State how many lines in the records below contain the word "roof". Give only the number.

Rows taken from a dataset:
--*--

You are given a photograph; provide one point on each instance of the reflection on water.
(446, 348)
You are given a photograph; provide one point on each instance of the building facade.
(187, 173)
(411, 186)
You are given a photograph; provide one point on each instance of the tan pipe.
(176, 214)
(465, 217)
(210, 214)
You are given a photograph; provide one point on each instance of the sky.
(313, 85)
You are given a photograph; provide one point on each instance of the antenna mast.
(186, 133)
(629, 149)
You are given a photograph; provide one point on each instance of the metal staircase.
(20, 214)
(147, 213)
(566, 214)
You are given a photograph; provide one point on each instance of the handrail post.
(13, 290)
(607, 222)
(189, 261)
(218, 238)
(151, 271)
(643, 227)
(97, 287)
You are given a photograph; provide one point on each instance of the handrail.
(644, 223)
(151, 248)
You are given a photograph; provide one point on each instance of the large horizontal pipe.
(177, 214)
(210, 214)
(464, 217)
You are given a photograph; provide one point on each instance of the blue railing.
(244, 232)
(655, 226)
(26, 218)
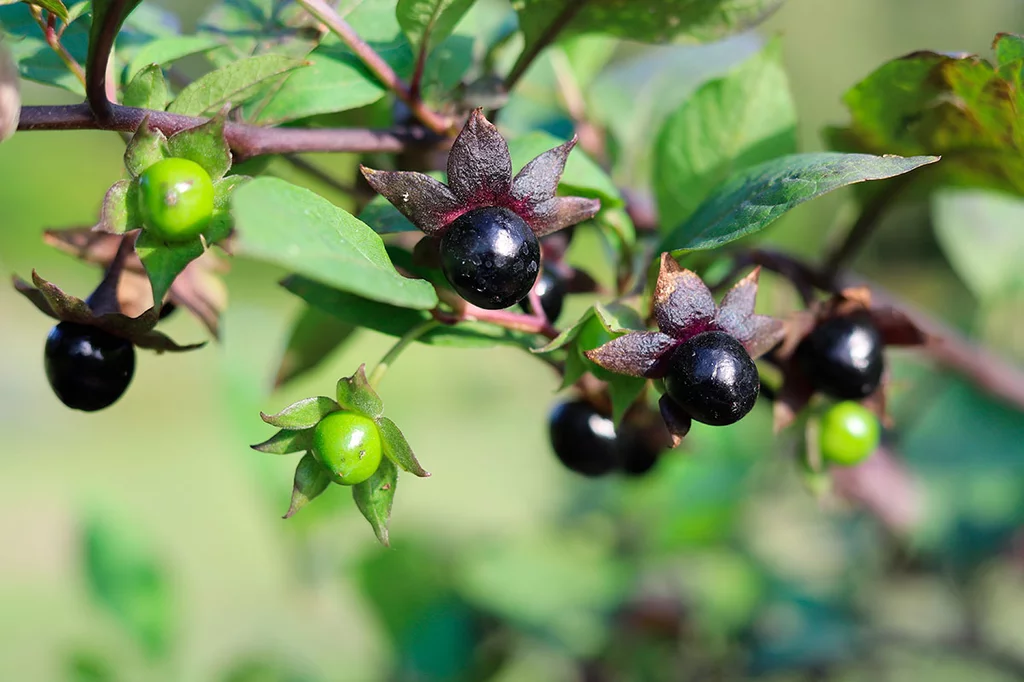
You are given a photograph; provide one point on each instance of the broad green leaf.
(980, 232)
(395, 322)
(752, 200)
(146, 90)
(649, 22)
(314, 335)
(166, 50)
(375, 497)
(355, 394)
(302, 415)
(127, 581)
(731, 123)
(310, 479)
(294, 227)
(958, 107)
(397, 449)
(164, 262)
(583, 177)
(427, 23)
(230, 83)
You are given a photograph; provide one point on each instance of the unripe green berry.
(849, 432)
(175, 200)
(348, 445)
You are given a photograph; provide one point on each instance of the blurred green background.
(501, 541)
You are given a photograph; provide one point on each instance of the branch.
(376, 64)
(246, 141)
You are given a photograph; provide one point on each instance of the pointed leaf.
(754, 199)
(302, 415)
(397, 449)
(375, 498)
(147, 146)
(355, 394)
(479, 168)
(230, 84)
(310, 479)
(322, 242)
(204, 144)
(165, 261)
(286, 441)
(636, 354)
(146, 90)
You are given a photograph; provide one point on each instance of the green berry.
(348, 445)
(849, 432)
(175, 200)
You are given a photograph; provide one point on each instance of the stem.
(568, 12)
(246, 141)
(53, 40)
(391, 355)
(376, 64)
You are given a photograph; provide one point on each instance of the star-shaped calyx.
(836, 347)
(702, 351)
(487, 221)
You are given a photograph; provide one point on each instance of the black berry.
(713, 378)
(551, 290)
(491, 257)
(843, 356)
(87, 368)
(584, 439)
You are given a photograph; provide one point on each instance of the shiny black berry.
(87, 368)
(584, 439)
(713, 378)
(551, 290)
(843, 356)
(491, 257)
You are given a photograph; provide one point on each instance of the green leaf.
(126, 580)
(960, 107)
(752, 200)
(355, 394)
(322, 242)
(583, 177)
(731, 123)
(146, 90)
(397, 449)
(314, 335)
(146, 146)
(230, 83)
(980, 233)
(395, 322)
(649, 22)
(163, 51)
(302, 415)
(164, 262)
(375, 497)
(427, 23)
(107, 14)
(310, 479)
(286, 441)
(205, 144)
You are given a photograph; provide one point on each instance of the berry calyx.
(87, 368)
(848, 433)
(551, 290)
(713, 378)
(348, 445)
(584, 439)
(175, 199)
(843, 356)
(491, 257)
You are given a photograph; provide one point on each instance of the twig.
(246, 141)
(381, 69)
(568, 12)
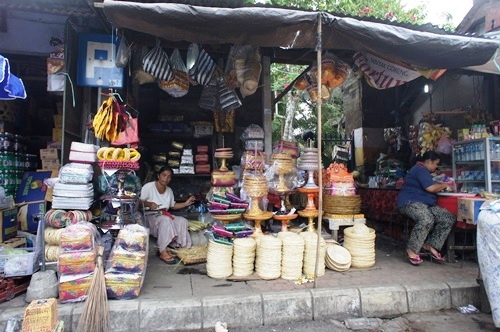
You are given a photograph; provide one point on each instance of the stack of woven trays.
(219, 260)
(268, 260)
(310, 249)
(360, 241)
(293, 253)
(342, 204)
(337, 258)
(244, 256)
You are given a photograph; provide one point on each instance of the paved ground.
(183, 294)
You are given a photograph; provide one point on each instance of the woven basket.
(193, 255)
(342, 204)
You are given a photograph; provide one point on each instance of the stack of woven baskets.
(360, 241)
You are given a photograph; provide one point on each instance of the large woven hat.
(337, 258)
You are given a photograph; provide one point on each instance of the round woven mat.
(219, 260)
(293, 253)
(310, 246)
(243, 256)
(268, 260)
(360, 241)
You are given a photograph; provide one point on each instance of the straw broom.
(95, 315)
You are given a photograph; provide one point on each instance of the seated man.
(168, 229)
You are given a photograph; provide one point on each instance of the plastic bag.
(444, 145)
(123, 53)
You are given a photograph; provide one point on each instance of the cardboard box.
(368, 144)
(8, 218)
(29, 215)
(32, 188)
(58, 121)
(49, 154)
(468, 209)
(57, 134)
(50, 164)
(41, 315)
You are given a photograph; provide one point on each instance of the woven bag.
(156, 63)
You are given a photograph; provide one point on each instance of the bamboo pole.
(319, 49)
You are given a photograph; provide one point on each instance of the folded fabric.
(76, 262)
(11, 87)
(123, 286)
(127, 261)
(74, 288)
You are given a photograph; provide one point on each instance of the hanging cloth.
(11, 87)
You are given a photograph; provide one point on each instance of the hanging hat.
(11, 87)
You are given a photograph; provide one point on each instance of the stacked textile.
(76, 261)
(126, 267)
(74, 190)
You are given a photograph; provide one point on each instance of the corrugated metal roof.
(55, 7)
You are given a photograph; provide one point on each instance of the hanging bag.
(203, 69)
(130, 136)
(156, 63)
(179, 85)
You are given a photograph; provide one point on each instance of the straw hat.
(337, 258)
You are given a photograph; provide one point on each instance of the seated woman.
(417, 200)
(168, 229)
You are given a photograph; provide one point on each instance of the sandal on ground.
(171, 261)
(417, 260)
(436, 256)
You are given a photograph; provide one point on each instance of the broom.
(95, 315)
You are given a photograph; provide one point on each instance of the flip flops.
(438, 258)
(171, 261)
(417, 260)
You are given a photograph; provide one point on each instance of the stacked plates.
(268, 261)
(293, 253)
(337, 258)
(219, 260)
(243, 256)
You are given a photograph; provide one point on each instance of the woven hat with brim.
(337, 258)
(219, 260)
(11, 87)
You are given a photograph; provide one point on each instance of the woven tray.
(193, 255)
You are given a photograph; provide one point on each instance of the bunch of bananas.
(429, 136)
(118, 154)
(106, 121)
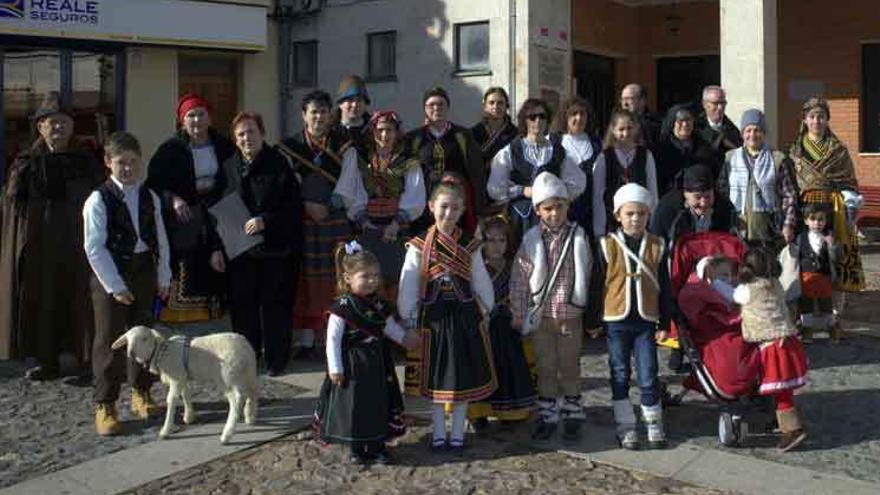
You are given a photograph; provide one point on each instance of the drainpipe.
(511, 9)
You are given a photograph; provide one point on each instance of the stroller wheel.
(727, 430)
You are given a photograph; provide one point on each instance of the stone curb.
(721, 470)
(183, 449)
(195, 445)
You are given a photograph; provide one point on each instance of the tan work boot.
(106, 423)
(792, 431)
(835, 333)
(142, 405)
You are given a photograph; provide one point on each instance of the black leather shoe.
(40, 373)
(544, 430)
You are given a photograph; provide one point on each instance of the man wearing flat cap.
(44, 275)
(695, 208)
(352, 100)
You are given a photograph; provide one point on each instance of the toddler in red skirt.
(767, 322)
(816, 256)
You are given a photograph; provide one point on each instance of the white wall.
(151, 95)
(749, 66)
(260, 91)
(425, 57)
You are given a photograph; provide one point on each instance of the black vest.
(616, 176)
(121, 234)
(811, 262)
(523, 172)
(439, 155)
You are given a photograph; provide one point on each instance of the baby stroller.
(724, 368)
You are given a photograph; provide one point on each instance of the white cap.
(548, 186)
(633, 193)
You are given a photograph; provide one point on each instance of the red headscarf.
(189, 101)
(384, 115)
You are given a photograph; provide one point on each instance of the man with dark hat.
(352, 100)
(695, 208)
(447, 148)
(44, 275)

--*--

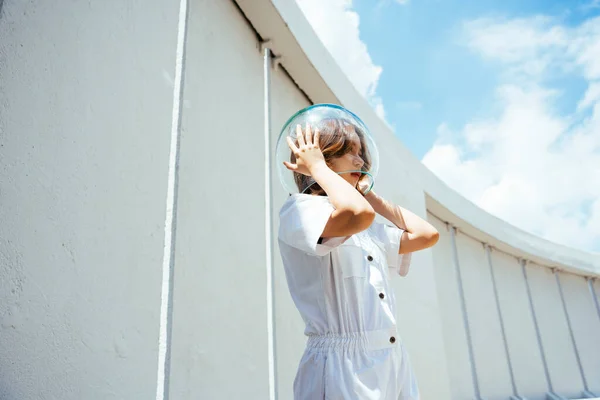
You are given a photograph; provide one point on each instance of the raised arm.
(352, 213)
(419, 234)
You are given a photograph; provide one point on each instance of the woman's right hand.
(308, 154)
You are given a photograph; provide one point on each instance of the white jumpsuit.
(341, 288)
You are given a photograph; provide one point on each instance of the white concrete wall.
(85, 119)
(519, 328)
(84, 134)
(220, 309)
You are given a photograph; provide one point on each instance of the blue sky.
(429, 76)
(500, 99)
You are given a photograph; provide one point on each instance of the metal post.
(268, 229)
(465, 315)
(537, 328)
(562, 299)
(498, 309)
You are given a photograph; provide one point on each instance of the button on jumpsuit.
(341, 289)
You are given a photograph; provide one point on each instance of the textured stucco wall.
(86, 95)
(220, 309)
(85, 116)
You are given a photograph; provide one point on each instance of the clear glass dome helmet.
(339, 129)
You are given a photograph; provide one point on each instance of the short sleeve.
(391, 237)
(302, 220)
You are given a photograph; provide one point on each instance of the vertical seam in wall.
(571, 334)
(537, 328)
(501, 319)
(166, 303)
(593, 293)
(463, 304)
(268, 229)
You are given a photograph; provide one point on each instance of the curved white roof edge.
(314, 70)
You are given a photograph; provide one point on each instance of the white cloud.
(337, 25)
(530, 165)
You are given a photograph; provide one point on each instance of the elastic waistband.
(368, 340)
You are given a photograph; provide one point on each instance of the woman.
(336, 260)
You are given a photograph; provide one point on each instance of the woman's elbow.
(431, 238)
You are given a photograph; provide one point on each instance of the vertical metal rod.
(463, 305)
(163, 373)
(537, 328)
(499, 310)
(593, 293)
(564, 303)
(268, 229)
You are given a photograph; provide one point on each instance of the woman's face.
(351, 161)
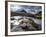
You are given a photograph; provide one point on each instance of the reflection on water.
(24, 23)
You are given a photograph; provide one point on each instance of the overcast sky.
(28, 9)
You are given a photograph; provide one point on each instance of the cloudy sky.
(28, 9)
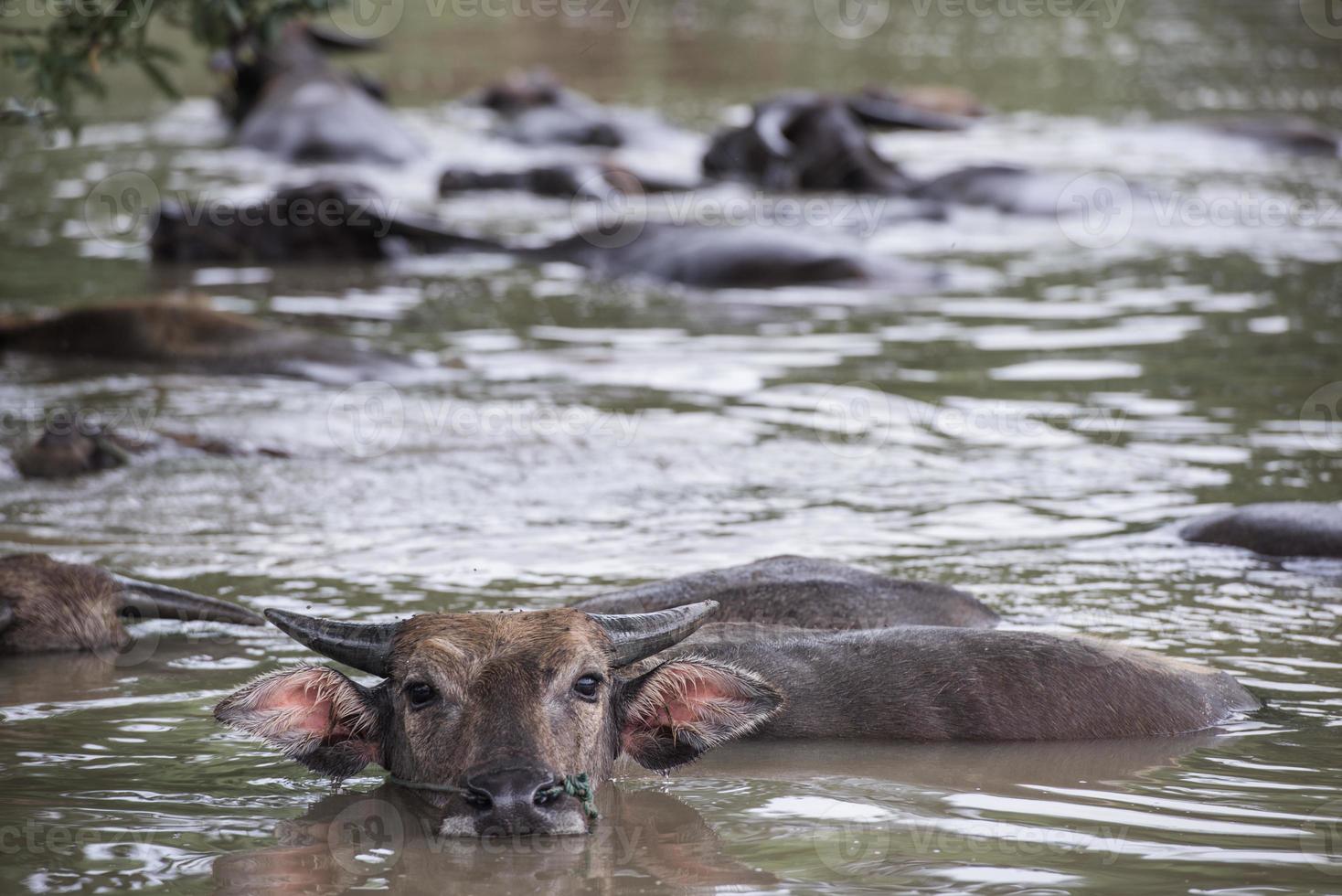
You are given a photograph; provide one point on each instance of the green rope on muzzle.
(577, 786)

--*--

Full output = 2